Report every line in the entries below that contains the string "clump", copying each such line in full.

+++ Information given +++

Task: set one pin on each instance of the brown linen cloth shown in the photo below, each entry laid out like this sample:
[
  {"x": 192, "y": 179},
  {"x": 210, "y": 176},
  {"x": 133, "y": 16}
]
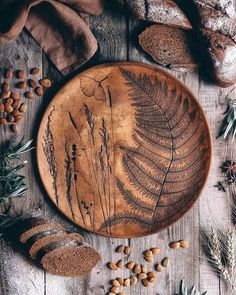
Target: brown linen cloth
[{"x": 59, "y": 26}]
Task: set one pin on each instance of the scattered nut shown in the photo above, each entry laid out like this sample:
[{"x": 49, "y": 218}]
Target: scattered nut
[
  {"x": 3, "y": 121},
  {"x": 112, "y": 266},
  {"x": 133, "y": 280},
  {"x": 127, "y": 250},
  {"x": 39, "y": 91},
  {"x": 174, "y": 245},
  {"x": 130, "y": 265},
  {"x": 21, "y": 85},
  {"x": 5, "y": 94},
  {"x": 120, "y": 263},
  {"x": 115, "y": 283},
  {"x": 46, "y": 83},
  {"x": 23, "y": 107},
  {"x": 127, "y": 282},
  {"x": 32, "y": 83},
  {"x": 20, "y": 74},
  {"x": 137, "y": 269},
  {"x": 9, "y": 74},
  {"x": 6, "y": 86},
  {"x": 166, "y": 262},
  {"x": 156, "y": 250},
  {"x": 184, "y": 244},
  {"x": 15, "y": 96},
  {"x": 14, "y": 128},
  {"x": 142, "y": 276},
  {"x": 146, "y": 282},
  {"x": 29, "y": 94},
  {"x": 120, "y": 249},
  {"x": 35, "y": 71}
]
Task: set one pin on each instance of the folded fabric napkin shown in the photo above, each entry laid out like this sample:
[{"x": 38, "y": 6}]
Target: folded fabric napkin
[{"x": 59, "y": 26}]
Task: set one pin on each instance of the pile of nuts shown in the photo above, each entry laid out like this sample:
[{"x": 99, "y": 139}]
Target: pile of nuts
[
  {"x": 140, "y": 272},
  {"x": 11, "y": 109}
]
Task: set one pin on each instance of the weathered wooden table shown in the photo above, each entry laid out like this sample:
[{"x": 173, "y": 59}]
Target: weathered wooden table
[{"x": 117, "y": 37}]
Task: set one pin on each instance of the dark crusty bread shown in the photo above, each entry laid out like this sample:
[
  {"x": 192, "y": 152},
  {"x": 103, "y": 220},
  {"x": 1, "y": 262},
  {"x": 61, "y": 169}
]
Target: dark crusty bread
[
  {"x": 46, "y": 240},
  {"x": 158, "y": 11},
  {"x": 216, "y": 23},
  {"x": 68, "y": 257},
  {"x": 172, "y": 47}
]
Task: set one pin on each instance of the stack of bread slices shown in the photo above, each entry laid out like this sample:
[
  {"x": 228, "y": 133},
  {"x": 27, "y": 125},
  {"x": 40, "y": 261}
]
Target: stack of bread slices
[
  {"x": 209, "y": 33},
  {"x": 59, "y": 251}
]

+++
+++ Information given +++

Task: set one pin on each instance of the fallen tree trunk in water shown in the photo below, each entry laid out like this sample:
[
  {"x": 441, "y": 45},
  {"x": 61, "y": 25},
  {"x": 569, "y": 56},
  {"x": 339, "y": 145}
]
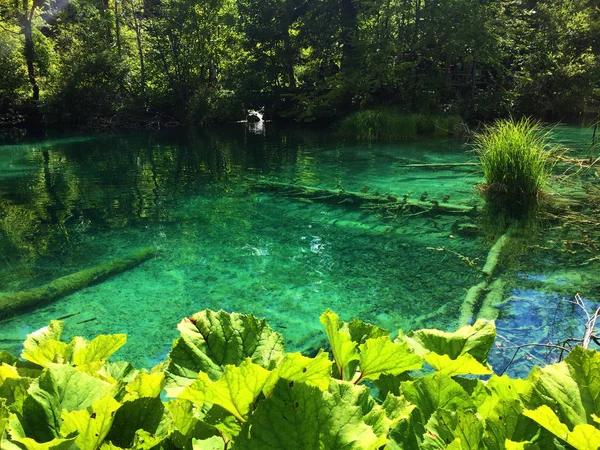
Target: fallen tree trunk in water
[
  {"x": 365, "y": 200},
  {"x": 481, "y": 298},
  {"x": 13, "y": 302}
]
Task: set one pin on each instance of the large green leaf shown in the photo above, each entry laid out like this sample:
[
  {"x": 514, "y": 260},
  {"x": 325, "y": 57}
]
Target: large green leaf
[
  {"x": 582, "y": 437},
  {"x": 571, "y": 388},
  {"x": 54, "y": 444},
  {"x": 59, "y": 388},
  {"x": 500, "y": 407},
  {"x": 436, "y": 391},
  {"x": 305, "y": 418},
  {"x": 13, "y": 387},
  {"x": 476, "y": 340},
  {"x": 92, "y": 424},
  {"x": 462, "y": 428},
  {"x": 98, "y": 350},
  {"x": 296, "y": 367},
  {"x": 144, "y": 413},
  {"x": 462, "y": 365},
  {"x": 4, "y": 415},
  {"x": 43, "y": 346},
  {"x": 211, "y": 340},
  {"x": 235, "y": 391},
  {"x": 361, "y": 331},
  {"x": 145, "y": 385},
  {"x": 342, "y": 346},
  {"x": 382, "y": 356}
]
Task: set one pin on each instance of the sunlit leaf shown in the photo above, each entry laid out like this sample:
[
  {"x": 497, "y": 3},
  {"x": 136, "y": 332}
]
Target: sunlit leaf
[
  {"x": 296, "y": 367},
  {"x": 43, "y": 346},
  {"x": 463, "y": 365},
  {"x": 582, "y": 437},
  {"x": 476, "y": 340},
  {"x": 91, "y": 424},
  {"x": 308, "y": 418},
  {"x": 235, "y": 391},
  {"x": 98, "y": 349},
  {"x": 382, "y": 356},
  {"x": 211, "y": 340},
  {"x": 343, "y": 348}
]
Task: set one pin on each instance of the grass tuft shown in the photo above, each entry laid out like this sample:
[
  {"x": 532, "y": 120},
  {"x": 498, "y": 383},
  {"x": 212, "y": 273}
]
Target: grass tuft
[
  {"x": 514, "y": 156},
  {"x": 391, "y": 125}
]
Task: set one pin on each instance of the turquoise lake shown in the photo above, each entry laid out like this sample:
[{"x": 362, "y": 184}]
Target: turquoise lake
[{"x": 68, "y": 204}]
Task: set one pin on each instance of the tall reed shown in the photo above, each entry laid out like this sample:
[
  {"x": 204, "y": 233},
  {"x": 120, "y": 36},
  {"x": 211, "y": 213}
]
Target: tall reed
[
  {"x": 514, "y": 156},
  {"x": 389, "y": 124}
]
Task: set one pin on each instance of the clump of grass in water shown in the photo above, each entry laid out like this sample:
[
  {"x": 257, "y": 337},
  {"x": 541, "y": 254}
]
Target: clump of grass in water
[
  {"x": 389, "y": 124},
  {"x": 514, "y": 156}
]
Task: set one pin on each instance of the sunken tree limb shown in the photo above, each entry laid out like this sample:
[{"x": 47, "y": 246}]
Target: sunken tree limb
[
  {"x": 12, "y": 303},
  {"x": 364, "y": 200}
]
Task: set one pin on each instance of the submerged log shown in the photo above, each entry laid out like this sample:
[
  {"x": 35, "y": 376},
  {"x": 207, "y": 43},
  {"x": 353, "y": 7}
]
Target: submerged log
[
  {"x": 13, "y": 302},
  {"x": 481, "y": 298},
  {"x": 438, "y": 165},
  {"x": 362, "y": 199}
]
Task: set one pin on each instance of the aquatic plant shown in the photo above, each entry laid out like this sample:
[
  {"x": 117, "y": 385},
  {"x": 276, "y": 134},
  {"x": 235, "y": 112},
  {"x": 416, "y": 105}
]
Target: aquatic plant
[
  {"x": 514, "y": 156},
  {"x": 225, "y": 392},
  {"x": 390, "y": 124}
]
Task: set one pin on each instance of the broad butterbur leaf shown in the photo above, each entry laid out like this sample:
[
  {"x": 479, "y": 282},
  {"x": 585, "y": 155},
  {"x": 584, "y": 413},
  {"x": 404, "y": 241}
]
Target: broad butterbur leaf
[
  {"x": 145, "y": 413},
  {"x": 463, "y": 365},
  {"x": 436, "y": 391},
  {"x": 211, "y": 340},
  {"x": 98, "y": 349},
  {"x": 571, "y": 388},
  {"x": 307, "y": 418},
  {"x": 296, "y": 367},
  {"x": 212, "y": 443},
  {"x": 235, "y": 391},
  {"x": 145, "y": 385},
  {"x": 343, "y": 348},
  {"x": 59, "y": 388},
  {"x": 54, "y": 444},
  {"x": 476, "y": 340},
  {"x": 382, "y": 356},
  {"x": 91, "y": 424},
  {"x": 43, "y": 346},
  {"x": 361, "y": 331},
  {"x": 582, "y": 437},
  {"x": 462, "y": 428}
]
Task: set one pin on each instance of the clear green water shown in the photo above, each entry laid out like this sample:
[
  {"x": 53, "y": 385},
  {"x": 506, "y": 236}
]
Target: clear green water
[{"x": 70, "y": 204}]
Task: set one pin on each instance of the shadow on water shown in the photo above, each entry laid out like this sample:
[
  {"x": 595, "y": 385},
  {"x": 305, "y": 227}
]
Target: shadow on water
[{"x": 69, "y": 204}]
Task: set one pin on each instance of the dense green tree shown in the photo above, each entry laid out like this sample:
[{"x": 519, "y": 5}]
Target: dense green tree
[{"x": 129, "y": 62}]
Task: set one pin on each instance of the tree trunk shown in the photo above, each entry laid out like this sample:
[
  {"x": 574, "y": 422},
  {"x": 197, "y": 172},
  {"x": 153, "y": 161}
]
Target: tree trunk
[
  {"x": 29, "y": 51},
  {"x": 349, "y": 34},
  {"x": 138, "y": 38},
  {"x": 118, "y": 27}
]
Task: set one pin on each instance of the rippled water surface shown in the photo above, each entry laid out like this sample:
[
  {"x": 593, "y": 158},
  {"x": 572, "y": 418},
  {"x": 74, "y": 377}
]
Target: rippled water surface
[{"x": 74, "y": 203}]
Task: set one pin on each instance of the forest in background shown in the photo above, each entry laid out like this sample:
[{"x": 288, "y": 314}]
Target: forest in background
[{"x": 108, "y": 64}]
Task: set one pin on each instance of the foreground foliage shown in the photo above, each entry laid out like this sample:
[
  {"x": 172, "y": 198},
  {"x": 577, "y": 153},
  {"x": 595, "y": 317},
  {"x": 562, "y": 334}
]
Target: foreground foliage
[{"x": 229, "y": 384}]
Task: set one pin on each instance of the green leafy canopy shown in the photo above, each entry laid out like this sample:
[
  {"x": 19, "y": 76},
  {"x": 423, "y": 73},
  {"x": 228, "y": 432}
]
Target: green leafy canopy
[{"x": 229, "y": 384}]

+++
+++ Information given +++

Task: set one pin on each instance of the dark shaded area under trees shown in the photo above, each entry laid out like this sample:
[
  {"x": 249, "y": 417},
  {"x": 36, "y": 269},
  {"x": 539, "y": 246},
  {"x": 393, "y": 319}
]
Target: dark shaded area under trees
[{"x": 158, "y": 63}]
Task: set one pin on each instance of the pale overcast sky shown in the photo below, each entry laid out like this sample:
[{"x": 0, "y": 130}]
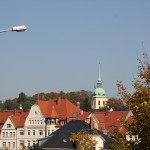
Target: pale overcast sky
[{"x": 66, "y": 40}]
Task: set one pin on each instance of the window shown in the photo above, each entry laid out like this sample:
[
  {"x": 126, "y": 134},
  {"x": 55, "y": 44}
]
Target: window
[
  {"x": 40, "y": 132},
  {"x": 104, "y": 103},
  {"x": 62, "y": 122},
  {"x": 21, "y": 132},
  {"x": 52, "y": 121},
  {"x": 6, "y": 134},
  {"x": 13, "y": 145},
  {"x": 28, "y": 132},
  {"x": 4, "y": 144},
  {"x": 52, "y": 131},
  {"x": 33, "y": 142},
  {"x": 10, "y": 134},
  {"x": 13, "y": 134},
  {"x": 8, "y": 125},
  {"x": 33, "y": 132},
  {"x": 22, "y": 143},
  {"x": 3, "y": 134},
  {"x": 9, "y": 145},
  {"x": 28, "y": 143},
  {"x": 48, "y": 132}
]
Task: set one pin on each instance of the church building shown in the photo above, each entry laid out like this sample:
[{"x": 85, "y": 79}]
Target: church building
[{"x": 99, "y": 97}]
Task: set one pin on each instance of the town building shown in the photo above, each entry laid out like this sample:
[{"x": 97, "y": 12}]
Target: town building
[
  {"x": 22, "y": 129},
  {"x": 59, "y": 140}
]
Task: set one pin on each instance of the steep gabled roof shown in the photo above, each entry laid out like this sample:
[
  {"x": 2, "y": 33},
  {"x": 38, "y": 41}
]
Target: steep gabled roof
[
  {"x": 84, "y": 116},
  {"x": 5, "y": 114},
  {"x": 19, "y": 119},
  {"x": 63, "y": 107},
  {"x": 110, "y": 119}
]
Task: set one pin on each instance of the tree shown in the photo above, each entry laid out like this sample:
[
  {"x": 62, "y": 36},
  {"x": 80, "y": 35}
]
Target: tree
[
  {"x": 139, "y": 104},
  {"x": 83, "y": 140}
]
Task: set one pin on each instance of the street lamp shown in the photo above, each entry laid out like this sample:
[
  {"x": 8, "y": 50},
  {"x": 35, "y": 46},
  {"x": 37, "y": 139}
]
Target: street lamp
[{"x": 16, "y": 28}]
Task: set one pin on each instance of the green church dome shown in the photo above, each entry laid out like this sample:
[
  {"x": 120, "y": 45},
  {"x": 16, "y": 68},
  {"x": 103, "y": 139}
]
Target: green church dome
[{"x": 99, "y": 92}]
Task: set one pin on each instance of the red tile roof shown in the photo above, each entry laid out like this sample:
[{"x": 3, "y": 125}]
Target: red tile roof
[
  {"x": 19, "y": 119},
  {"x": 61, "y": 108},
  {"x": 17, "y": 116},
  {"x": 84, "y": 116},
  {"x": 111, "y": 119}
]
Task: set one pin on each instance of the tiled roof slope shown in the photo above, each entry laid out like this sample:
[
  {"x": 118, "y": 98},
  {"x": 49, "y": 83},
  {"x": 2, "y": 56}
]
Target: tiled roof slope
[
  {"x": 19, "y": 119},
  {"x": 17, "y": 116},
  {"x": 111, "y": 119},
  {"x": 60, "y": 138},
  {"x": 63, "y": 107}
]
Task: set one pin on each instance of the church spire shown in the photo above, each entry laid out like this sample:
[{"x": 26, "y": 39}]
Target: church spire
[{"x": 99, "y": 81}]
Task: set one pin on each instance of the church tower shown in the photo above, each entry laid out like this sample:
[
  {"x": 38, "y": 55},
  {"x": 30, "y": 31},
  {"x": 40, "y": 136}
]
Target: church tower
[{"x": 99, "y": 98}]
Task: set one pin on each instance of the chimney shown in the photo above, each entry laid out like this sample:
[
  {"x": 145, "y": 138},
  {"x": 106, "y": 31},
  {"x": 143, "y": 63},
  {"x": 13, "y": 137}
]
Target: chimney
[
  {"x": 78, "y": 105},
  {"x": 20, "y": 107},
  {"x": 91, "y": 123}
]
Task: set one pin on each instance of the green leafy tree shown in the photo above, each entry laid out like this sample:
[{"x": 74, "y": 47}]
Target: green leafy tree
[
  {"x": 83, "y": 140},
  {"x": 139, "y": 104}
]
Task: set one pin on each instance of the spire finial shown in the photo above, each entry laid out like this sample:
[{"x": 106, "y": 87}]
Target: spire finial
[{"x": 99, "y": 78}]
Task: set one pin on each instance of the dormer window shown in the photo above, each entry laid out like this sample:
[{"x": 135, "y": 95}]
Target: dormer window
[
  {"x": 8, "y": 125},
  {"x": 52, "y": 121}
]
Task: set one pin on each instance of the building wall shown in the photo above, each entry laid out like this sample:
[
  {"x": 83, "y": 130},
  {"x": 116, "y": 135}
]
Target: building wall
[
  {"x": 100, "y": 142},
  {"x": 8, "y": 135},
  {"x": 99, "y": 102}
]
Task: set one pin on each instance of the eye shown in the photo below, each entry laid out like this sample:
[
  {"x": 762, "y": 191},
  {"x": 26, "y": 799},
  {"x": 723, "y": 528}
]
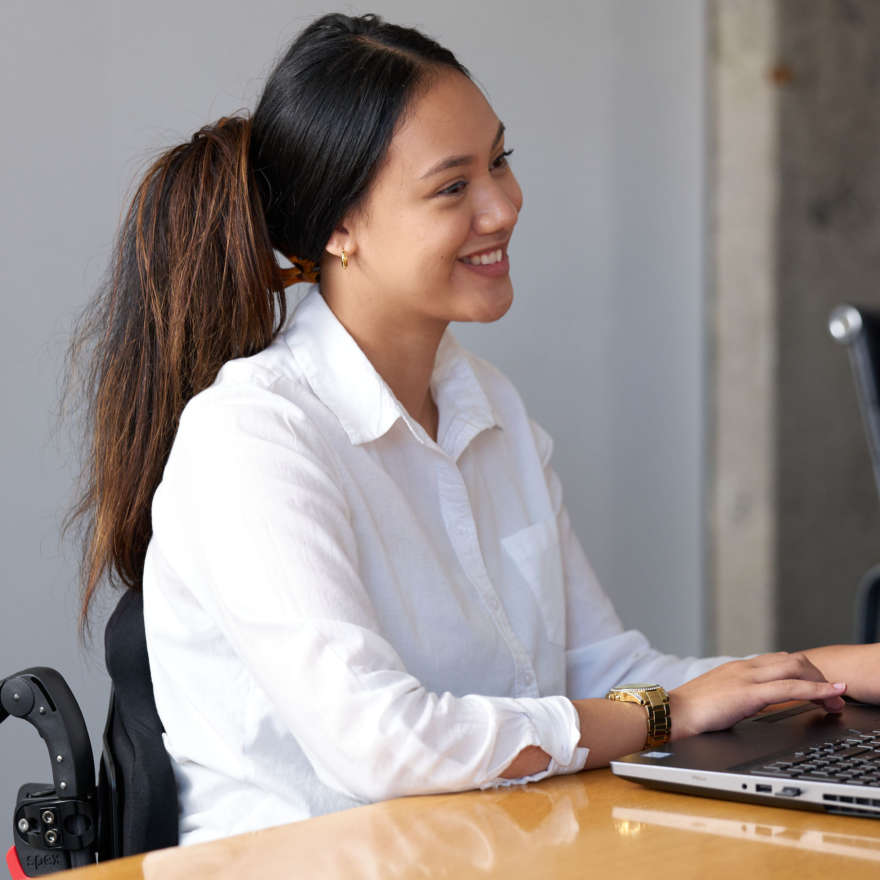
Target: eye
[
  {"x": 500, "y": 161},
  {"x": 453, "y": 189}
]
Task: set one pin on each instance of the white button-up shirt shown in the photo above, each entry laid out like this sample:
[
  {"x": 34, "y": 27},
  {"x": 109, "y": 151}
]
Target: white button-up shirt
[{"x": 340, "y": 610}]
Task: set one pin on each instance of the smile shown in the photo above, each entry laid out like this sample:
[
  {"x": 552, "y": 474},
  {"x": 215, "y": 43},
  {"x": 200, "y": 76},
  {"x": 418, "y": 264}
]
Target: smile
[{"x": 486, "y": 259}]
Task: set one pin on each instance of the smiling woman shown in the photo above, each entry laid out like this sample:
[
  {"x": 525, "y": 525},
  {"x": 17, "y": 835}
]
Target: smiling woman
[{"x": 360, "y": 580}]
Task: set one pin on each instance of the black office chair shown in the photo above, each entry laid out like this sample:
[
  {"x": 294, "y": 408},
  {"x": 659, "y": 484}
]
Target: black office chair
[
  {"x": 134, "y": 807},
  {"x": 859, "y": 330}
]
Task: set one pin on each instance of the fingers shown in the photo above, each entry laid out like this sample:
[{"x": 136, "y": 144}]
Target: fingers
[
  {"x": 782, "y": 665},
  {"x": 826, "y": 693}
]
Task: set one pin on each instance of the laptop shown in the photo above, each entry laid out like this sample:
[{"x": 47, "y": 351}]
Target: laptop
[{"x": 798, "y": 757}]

+++

▸ Solution for this problem
Task: set one pin on each instance of the clump of grass in water shown in the photo above, each entry laid out like this sample:
Target: clump of grass in water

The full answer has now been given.